* begin *
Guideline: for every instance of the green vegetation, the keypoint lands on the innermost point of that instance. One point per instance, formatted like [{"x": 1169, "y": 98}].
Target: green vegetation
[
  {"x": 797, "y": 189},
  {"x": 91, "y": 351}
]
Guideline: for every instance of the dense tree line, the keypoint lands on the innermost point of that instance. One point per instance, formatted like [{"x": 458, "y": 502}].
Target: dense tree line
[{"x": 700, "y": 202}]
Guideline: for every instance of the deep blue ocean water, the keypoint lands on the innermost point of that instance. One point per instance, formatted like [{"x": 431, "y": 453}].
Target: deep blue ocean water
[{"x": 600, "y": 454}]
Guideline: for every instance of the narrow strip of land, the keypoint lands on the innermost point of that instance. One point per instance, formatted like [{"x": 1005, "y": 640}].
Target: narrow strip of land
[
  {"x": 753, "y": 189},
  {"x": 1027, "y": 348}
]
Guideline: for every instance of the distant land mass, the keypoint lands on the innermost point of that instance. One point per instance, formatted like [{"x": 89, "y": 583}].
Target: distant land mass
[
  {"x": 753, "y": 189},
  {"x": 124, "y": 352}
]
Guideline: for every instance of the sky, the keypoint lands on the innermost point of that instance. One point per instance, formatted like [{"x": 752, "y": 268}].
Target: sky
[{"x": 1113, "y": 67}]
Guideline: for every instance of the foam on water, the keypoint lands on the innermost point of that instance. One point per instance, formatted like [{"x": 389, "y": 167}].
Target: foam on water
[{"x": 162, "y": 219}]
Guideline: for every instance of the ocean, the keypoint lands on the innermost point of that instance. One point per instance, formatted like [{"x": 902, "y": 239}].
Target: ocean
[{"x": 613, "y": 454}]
* end *
Starting at the line that contains "Guideline: for every instance of the distant" and running through the last of the records above, write those lines out again, requests included, and output nothing else. Scale every answer coordinate by 1.2 and round to whole numbers, with halves going up, but leave the numbers inside the requests and their sample formats unchanged.

Guideline: for every instance of the distant land mass, the keypoint lands on the innermost point of that instance. One point per instance, formatted like [{"x": 89, "y": 583}].
Target: distant land mass
[
  {"x": 904, "y": 227},
  {"x": 149, "y": 422}
]
Guideline: for every instance of the sky, the keypoint lands on the innermost point of that instance. One point per instance, formatted like [{"x": 752, "y": 268}].
Target: sky
[{"x": 1336, "y": 80}]
Guideline: for every instance of the foam on water, the keypoint lands on the innermost point of that instance. One point per instance, formatted like [{"x": 389, "y": 167}].
Target: foam on water
[{"x": 194, "y": 263}]
Guideline: for every instance of the ocean, the keypoint lands on the innermost point of that instance. One point per instance, formatted like [{"x": 902, "y": 239}].
Target: ocean
[{"x": 736, "y": 545}]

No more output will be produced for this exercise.